WHAT YOU HAVE TO DO: Exactly the lines from the one with "117,63,224,147" through the end of the records below are to be output, the first and last included, and no others.

SOURCE MATERIAL:
>>>

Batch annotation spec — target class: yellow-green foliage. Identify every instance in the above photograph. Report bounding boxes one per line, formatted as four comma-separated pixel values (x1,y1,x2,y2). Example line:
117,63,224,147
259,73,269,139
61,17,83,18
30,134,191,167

<<<

ANSWER FOR THIS EXERCISE:
117,63,224,147
259,73,269,139
61,17,83,18
30,134,191,167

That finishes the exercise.